==== Exercise materials
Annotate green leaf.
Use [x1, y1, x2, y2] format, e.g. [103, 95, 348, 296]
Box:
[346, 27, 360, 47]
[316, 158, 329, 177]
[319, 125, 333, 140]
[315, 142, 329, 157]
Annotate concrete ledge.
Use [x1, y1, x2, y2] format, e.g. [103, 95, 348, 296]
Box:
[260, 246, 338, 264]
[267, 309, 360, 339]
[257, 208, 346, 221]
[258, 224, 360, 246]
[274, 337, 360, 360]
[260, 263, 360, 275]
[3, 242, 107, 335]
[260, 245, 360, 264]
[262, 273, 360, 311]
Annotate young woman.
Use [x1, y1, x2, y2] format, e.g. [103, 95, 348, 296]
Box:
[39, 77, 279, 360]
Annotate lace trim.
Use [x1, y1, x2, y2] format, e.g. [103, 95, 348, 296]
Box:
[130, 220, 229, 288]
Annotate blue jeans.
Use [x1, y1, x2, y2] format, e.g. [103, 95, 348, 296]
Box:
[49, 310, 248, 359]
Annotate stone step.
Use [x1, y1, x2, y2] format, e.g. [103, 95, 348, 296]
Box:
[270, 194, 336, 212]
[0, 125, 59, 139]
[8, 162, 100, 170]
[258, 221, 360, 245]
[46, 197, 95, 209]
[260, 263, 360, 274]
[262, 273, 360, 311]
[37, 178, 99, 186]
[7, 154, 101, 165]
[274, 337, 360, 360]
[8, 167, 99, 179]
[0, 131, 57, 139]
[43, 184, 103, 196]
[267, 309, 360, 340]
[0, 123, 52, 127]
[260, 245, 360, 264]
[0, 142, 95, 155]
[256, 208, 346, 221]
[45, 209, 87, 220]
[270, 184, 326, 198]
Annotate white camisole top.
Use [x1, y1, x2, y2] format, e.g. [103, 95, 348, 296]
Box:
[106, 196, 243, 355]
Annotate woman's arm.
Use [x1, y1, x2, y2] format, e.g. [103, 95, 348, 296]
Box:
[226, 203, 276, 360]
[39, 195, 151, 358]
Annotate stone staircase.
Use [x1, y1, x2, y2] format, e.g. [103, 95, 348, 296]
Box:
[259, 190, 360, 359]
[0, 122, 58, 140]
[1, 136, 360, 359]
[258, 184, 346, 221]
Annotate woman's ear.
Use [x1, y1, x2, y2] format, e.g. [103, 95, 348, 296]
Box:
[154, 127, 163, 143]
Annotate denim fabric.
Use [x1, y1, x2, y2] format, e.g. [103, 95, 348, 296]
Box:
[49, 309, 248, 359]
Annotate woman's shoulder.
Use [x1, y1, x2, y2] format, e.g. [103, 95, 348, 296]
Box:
========
> **Required work**:
What is needed is an exact copy of all the records.

> **Result of the exercise**:
Annotate green leaf.
Use [x1, y1, x2, y2] format, e.g. [103, 95, 348, 296]
Box:
[346, 27, 360, 47]
[316, 158, 329, 177]
[319, 125, 333, 140]
[315, 142, 329, 157]
Annotate concrete ledge.
Use [x1, y1, x2, y2] format, e.g. [103, 95, 348, 296]
Box:
[260, 246, 338, 264]
[267, 309, 360, 339]
[257, 208, 346, 221]
[258, 224, 360, 246]
[274, 337, 360, 360]
[260, 263, 360, 275]
[3, 242, 107, 335]
[260, 245, 360, 264]
[262, 273, 360, 311]
Annotate young woman.
Use [x1, y1, x2, y2] format, e.g. [103, 95, 348, 296]
Box:
[39, 77, 279, 360]
Annotate lace trim.
Use [x1, y1, x2, y2] format, e.g. [103, 95, 348, 296]
Box:
[130, 220, 229, 288]
Annotate blue jeans.
Use [x1, y1, x2, y2] format, e.g. [103, 95, 348, 296]
Box:
[49, 310, 248, 359]
Annotate stone step.
Use [x1, y1, x2, y2] format, e.g. [103, 95, 348, 296]
Box:
[270, 194, 336, 212]
[0, 125, 59, 139]
[8, 162, 100, 170]
[258, 221, 360, 245]
[46, 197, 95, 209]
[260, 263, 360, 274]
[262, 273, 360, 311]
[37, 178, 99, 186]
[7, 154, 101, 165]
[274, 337, 360, 360]
[8, 167, 99, 179]
[0, 131, 57, 139]
[43, 184, 103, 196]
[267, 309, 360, 340]
[0, 123, 52, 127]
[260, 245, 360, 264]
[0, 142, 95, 155]
[256, 208, 346, 221]
[45, 209, 87, 220]
[270, 184, 326, 198]
Annotate white camisole top.
Use [x1, y1, x2, y2] format, e.g. [103, 95, 348, 296]
Box:
[106, 196, 243, 355]
Annotate woman's arm.
Use [x1, y1, x2, y2] format, e.g. [103, 95, 348, 296]
Box:
[226, 203, 276, 360]
[39, 195, 151, 358]
Annotate stone staircase.
Use [x1, y1, x2, y2] format, e.g. [103, 95, 348, 296]
Box:
[259, 190, 360, 359]
[0, 122, 58, 140]
[1, 136, 360, 359]
[258, 184, 346, 221]
Annotate woman's ear.
Use [x1, y1, x2, y2] format, e.g. [103, 95, 348, 296]
Box:
[154, 127, 163, 143]
Annotate denim fabric.
Use [x1, y1, x2, y2] format, e.g. [103, 95, 348, 296]
Box:
[49, 309, 248, 359]
Annotate woman's shoulder.
Use [x1, y1, x2, y2] format, e.g. [103, 95, 348, 296]
Box:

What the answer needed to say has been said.